[Image-grounded pointing data]
[Start of Attachment]

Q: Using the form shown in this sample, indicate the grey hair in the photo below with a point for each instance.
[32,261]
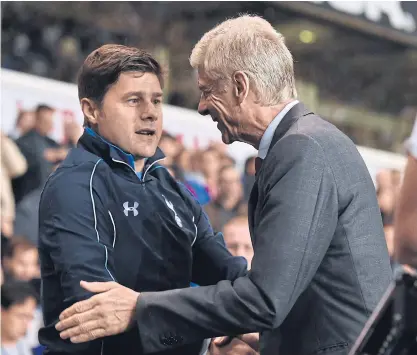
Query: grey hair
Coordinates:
[251,45]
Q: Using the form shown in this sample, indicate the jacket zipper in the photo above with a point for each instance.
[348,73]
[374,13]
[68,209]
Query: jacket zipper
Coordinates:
[147,169]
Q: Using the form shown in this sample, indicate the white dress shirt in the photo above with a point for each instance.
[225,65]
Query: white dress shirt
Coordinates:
[269,132]
[411,144]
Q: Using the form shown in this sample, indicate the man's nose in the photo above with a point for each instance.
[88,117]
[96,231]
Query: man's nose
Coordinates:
[149,114]
[202,107]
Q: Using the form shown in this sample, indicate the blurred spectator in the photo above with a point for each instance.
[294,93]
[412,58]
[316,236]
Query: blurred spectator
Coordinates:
[229,202]
[18,305]
[210,161]
[248,177]
[171,148]
[13,164]
[20,260]
[26,222]
[406,218]
[40,151]
[72,132]
[24,123]
[237,238]
[389,237]
[386,195]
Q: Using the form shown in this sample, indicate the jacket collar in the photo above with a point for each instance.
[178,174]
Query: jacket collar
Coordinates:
[292,116]
[94,143]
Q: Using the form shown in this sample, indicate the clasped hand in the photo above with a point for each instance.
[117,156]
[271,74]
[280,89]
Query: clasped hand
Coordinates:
[111,311]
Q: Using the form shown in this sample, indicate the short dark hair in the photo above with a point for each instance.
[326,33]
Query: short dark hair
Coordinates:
[16,292]
[103,66]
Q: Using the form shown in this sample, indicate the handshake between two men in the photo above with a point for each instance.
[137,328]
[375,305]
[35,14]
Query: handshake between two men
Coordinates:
[112,311]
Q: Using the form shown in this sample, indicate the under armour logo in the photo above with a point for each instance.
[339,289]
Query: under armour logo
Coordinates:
[133,209]
[171,207]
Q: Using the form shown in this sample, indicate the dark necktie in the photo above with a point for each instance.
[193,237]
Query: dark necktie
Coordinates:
[258,164]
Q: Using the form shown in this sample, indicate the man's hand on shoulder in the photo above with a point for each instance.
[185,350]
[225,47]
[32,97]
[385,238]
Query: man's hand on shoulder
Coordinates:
[246,344]
[109,312]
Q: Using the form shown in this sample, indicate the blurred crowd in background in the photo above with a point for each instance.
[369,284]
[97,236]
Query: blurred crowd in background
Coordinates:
[341,71]
[29,156]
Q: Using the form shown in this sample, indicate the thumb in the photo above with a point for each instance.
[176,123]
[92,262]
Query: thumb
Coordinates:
[222,341]
[97,287]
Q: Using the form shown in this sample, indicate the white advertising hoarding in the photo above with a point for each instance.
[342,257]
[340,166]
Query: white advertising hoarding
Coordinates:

[End of Attachment]

■ Work instructions ■
Where an entry holds an image, drop the image and copy the remaining text exactly.

■ Solved problem ■
Q: Using the form shown in this sample, indicate the grey hair in the photo below with a point for each instance.
[32,261]
Query: grey hair
Coordinates:
[251,45]
Q: Using the form shown in this sample, indicate the jacket zipper in the photo above with a point for each instance.
[348,73]
[374,13]
[68,209]
Query: jacket zipper
Coordinates:
[147,169]
Q: Using the form shown in this sample, indicate the white dress shirt in the photo above with a point for each instance.
[225,65]
Query: white dress shirt
Coordinates:
[269,132]
[411,144]
Q: Using the form shown in this sample, indicate the man's nose in the photo above with a point for each instance.
[88,117]
[96,231]
Query: man's nose
Coordinates:
[149,114]
[202,107]
Q: Using the form shown in this sample, indicate the blurred spectator in the photo above with a point for each instance.
[294,93]
[412,58]
[316,236]
Query: blurred spectator
Coordinates:
[229,202]
[18,305]
[210,161]
[248,177]
[171,148]
[13,164]
[20,260]
[26,222]
[406,218]
[40,151]
[72,132]
[24,123]
[237,238]
[389,237]
[386,195]
Q: Using the form shown in this sample, indicate the jacket collar in the photo above with a point for each instance.
[178,174]
Query: jacket collar
Coordinates:
[292,116]
[94,143]
Q: Using the form shown in this sample, indicate the clasped hand in the photo above with a point for each instance.
[117,156]
[271,74]
[280,89]
Query: clasped hand
Coordinates:
[111,311]
Q: Using the form shown in this sample, indicate the short dark hair in the photo above with a point for each instance.
[326,33]
Query: short dark hair
Coordinates:
[16,292]
[103,66]
Q: Using the form shown in this sample, indicate the handshake between two men in the photo above with a point for each instance.
[137,328]
[375,305]
[35,14]
Query: handshake between two men
Coordinates:
[112,311]
Q: Using the form shown in this sample, indicate the under armour logo in the photo above with a point for each instance.
[339,289]
Query: under armour logo
Coordinates:
[133,209]
[171,207]
Q: Using the form shown in this sample, indicate the dark necktie in the photo above with a point for each instance.
[193,237]
Query: dark necktie
Coordinates:
[258,164]
Q: Using the form shown in this sample, indicate the man's hand on shoulder in the photo above with a point for each instance.
[185,350]
[225,47]
[32,97]
[385,238]
Query: man's hand on shoulder
Coordinates:
[246,344]
[109,312]
Q: Using the form shown in this sample, indicate the blurred crowd in background in the photo above with a point for each instance.
[369,284]
[97,236]
Query: blurred crowd in background
Coordinates:
[341,71]
[29,156]
Q: Using the form shown in this sample, indicate the thumb in the photo above with a point for each instance.
[176,123]
[92,262]
Query: thumb
Coordinates:
[222,341]
[97,287]
Q: Using the form shown in this sample, indicate the white advertising hoarding in the photo above with a point for each instance.
[342,257]
[340,166]
Query: white advertising hoarding
Coordinates:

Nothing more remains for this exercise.